Aldís Elfarsdóttir used corporate climate disclosures as a setting where language itself may contain signals of credible intent. She described a dataset covering a decade and 11,000 companies corresponding to 50% of global market capitalization. The surveys are voluntary: companies may respond because they want to, because investors want them to, or because supply-chain buyers want them to. The question is whether companies are likely to do what they say they will do.

Her team evaluates credibility using a regression with future three-year emissions as the outcome and communication signals, controls, and fixed effects as predictors: future emissions as a function of communication, controls, and fixed effects.

Elfarsdóttir described four contributions. The team used state-of-the-art language models on a novel dataset to produce new features from complex text. It linked credible intent to interactions between language and targets, including specificity multiplied by target type and climate language multiplied by target audience. It controlled for a richer set of information than prior work, including reporting history, initiative types, and audience. It also included private companies, whereas she said the literature has focused on public companies.
-=-=-=-=-
Using the information:
**A.** Translate this sentence from the excerpt on corporate climate disclosures into Spanish: "The question is whether companies are likely to do what they say they will do."
**B.** Carry the excerpt on corporate climate disclosures forward from its last sentence.
The records play no part in the work here.

Stored data:
-=-=-=-=-
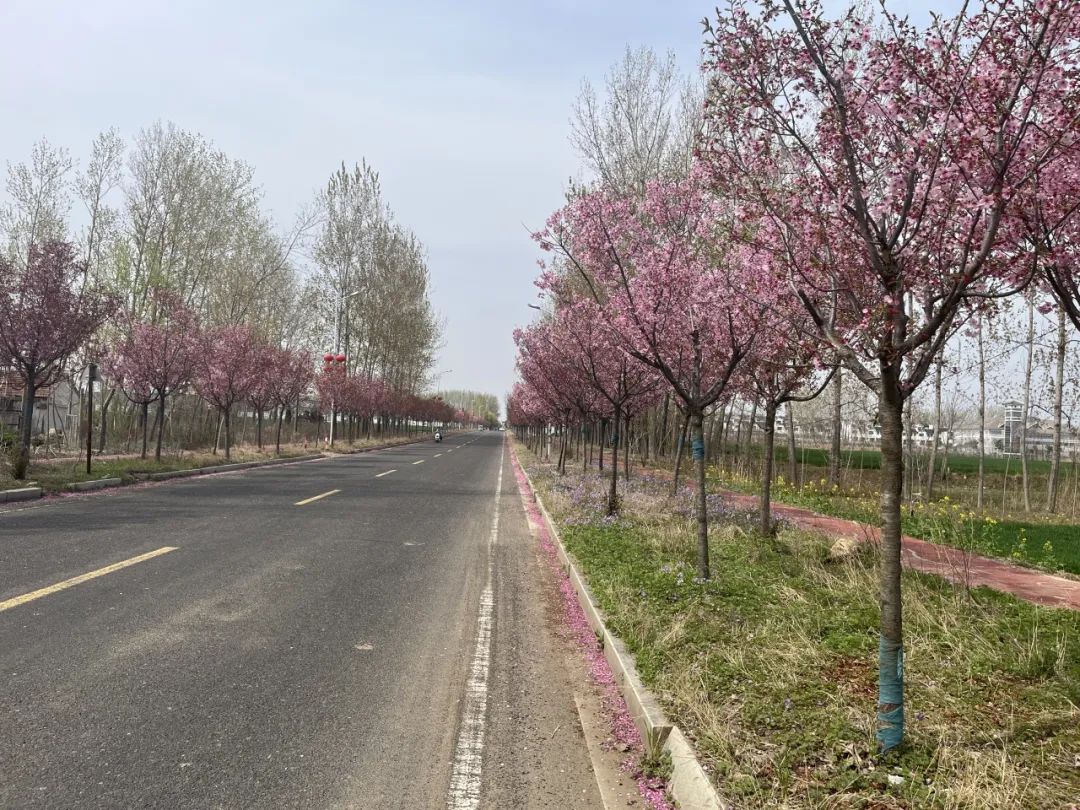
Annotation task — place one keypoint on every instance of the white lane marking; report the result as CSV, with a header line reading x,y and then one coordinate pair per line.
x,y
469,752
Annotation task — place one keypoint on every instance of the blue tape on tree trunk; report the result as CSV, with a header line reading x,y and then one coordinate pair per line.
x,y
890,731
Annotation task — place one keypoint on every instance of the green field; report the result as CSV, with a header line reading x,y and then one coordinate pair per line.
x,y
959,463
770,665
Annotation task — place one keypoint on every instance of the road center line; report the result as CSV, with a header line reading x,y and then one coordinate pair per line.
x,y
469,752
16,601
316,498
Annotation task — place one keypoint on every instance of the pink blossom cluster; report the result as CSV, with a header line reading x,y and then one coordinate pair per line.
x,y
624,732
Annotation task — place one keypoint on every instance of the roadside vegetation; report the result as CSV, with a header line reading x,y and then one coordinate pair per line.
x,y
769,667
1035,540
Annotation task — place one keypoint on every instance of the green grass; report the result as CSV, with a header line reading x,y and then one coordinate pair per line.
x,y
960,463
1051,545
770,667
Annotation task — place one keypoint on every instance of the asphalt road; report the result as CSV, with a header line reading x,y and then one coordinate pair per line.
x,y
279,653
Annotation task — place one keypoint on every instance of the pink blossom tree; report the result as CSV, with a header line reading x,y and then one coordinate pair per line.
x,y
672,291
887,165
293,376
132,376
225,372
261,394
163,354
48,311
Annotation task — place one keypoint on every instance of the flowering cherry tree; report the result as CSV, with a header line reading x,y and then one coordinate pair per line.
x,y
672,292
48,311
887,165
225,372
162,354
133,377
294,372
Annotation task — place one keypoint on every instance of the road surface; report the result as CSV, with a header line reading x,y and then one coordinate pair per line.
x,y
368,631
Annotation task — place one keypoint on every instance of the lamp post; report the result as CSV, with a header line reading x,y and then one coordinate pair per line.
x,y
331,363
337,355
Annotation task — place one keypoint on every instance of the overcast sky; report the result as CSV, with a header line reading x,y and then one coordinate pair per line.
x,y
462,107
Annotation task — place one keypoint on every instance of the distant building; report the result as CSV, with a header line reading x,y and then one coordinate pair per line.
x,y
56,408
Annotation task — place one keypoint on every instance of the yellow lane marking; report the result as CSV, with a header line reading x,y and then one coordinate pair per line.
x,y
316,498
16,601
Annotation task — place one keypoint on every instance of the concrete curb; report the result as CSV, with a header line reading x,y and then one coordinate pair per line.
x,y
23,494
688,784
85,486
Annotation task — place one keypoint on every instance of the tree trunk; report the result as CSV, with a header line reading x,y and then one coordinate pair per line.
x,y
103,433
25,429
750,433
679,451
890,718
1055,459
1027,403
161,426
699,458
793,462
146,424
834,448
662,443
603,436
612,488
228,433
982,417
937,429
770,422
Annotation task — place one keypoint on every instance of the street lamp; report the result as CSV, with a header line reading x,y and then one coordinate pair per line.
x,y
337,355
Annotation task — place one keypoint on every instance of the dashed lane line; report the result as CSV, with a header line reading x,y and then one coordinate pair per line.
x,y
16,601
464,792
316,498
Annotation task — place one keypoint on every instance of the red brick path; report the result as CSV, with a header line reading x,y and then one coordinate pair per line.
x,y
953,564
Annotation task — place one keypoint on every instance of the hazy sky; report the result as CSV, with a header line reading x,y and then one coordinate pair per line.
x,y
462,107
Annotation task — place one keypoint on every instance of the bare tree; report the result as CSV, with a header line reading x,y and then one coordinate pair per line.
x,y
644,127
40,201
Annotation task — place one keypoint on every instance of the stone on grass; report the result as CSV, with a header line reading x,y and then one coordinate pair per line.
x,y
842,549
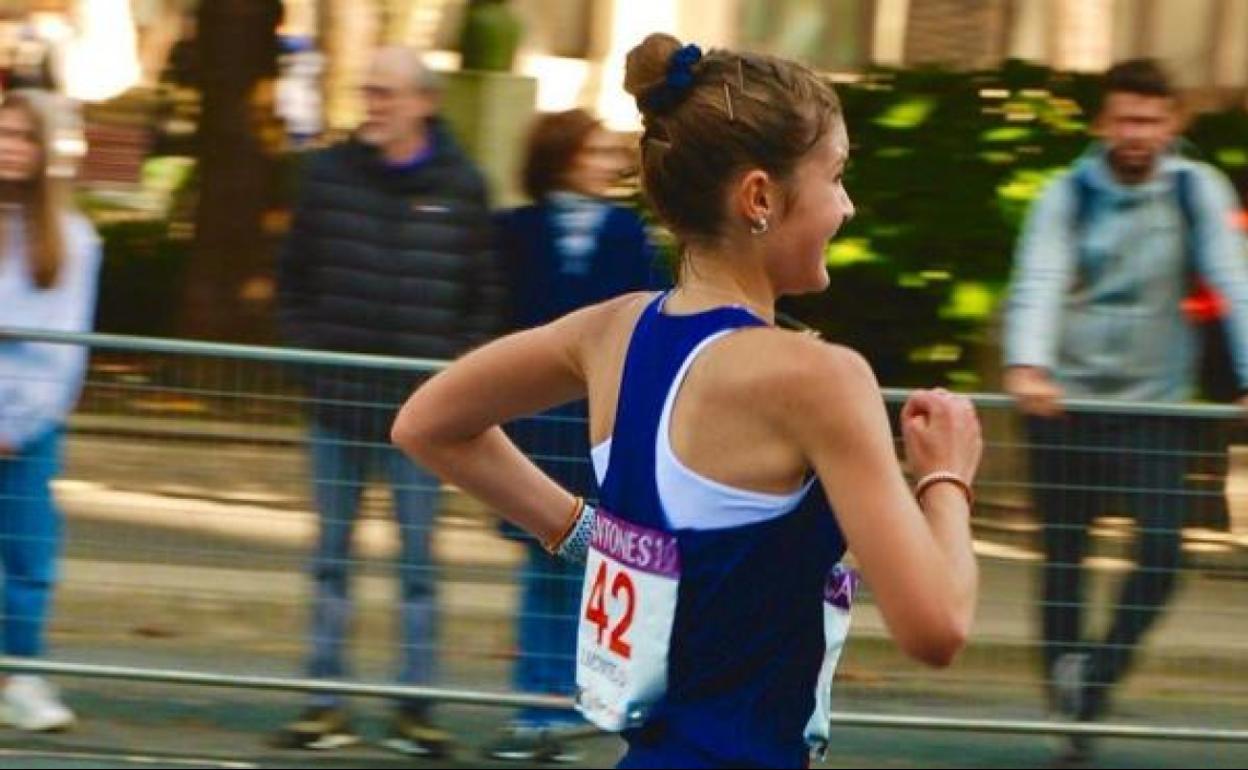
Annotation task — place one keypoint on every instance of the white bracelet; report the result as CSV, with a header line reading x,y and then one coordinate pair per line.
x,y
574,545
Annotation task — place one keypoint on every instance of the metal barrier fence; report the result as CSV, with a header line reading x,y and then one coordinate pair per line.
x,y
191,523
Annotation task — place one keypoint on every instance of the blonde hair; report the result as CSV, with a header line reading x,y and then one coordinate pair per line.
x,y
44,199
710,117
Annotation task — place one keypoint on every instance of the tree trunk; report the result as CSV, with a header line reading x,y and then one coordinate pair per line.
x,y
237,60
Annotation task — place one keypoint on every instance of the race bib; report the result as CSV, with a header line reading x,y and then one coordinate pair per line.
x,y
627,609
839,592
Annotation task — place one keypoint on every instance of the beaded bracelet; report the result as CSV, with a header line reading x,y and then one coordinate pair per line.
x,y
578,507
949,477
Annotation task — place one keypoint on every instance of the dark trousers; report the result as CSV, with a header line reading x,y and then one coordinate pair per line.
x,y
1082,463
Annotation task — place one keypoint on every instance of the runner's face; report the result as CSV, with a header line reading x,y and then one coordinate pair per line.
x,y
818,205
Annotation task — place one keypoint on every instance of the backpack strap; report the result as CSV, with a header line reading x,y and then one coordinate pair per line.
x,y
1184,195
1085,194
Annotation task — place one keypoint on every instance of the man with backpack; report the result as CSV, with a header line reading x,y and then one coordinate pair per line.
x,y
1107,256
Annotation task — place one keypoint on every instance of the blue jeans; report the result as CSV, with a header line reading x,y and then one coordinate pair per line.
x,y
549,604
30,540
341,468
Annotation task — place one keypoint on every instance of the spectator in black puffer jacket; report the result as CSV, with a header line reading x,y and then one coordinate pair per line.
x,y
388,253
-=-=-=-=-
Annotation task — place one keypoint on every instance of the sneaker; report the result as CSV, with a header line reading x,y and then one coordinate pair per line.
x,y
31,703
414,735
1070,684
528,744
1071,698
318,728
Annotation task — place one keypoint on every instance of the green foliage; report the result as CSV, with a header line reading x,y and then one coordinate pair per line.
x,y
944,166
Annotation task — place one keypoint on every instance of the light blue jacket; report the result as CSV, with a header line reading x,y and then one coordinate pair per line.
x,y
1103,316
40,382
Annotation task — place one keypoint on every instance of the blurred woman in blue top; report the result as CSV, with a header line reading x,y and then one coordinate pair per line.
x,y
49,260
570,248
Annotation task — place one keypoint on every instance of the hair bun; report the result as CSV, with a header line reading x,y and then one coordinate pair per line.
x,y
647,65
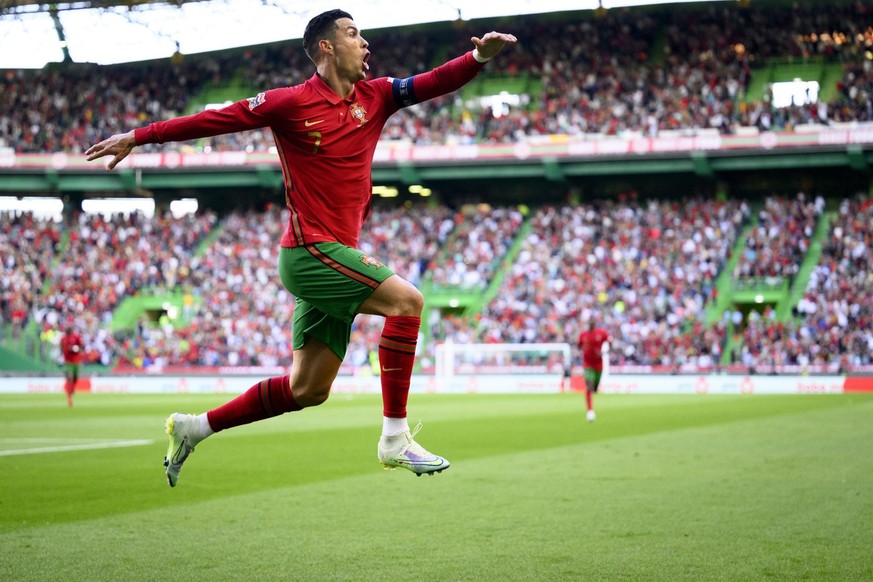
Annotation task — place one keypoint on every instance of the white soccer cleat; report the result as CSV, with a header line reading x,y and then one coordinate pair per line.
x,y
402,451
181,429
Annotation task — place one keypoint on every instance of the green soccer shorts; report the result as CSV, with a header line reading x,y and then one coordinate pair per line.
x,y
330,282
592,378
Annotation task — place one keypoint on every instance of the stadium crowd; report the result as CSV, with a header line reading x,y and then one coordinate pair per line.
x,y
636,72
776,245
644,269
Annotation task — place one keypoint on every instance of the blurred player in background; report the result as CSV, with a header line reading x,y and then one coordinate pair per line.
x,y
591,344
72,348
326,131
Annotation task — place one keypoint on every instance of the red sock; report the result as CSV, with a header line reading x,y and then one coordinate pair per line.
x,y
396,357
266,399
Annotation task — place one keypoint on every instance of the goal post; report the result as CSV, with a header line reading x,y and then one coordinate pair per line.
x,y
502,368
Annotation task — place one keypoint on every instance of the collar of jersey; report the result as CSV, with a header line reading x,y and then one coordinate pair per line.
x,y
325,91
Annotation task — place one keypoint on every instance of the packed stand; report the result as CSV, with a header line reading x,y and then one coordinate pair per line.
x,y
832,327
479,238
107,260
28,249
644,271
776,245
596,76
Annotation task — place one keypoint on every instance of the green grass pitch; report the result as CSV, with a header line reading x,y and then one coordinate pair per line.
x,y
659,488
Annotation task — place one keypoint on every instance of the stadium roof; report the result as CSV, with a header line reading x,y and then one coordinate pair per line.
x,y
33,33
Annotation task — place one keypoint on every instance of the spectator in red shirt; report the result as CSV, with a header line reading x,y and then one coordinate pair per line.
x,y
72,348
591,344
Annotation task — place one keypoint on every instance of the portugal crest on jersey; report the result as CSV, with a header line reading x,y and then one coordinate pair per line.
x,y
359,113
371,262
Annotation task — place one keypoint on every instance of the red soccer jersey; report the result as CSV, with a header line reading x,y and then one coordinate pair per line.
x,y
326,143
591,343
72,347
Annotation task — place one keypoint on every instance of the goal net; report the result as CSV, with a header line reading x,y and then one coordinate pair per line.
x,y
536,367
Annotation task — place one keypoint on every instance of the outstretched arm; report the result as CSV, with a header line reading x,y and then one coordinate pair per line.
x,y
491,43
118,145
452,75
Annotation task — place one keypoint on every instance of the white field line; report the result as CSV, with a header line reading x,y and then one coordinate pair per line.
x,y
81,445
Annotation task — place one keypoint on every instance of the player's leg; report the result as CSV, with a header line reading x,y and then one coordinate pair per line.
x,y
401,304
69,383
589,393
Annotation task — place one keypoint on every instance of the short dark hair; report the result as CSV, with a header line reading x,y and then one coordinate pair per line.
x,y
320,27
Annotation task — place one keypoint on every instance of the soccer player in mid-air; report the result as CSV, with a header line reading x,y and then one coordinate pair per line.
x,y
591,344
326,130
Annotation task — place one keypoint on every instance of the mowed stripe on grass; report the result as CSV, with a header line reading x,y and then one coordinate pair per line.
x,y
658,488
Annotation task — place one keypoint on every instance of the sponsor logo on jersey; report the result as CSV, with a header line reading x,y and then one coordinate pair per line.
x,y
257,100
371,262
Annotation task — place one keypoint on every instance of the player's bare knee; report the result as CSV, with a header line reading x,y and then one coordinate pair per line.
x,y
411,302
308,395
-=-=-=-=-
Responses:
**A.** La pregunta es si es probable que las empresas hagan lo que dicen que harán.

**B.**
The main empirical distinction was between specific language and vague climate language. Specificity — granular, detailed language with quantitative elements, proper nouns, and action items — added credibility to climate targets. Elfarsdóttir compared it to asking an AI agent for a plan before it carries out an objective: if the plan is good, one can have more confidence in the objective. In practical terms, she said the coefficient was like reducing Scope 2, or indirect purchased electricity emissions, by about 20% at the three-year mark.

By contrast, high use of vague climate language around terms such as “net zero,” “renewable,” “sustainable,” “transition risk,” and “climate opportunities” was associated with higher three-year emissions when interacted with a target audience that included investors. Elfarsdóttir interpreted this as a potential signal of greenwashing, while also noting a possible selection explanation: richer companies may emit more and also be able to spend more on climate reports. Compared with baseline, she said the Scope 1 coefficient was like adding two natural gas plants’ worth of direct emissions by the three-year mark.

The conclusion slide put the claim succinctly: “It’s not what firms say, it’s how they say it.” The practical instruction was to look for a specific, detailed path to a cleaner future rather than relying on the existence of a target or on broad climate vocabulary.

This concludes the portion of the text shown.